◆ **Extrait du document**
....

1. Economic Impact of Cybercrime – No Slowing Down, McAfee et CSIS, février 2018
– point de vue –
Olivier LOPEZ
Actuaire certifié IA.
Professeur de mathématiques appliquées au laboratoire de probabilités,
statistique et modélisation à Sorbonne Université.
Directeur de l’Institut de statistique de l’université de Paris.
« Nous pouvons construire des modèles, l’enjeu est de les rattacher à la réalité »
Où en est aujourd’hui la recherche sur la modélisation du risque cyber ?
Olivier LOPEZ : Elle balbutie mais elle est active. Elle est assez liée historiquement à la recherche sur le risque opérationnel. La recherche essaie notamment de reprendre ce qui s’est fait dans ce risque en ajoutant une couche spécifique au risque cyber et notamment à sa cinétique. Le risque cyber évolue extrêmement vite, il faut donc essayer d’intégrer cette évolution et également de projeter le risque. Il est nécessaire de construire les modèles et en même temps les outils de veille pour pouvoir corriger le tir, rectifier le modèle si on repère une inflexion.
Les données sur le cyberrisque comportent-elles de nombreux biais ?
Olivier LOPEZ : Oui, il existe le biais causé par le manque d’information, le biais causé par l’instabilité du risque lui-même parce que la dépendance au numérique est de plus en plus importante et que les sinistres se multiplient, et enfin l’instabilité de nomenclature. Ce sont trois biais essentiels et qui sont vraiment complexes. D’autant plus complexes qu’il faut essayer de prévoir un événement qui ne s’est jamais produit. De plus concernant l’évaluation du risque, il peut y avoir des phénomènes qui sont mathématiquement complexes à modéliser comme les phénomènes d’accumulation (risque de cumul) si beaucoup de sinistres se produisent en même temps. Et donc le compromis à court terme que les actuaires doivent essayer de dégager, c’est de réussir à faire des modèles suffisamment riches pour envisager la complexité du phénomène avec une matière première, la donnée, qui est relativement pauvre et assez entachée d’erreur.
Le risque d’accumulation est-il appréhendable ?

....

Écrivez la suite de l'entretien sur la modélisation du risque cyber, en commençant juste après la dernière question posée.

◆ **Extrait de données**
....

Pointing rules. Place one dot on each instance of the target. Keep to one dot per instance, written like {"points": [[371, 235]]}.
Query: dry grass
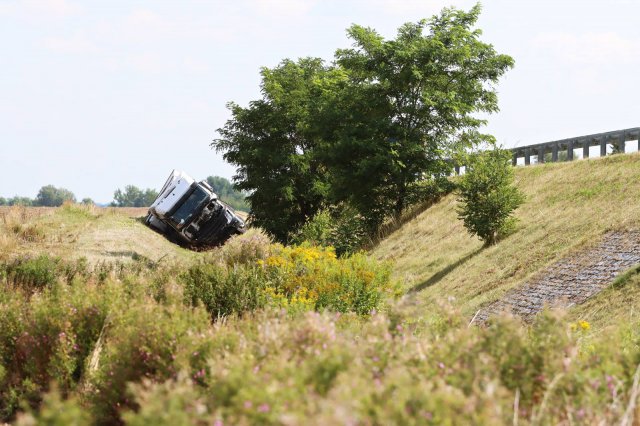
{"points": [[569, 206], [73, 231]]}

....

◆ **Réponse**
Olivier LOPEZ : Nous pouvons construire des modèles, il existe beaucoup de pistes en termes d’outils mathématiques. Notamment les processus de Hawkes, qui permettent ces accumulations, des modèles avec des copules intégrant des risques extrêmes qui se produisent de façon concomitante. La question est ensuite de savoir comment calibrer ces modèles et les rattacher à la réalité ? Concernant le risque de contagion, des modèles existent également pour la grippe et d’autres maladies infectieuses. Ils ne demandent qu’à être utilisés. Mais la question de la fiabilité des données reste le principal enjeu.
L’aspect comportemental est important dans le cyberrisque, est-ce intégrable dans les modèles ?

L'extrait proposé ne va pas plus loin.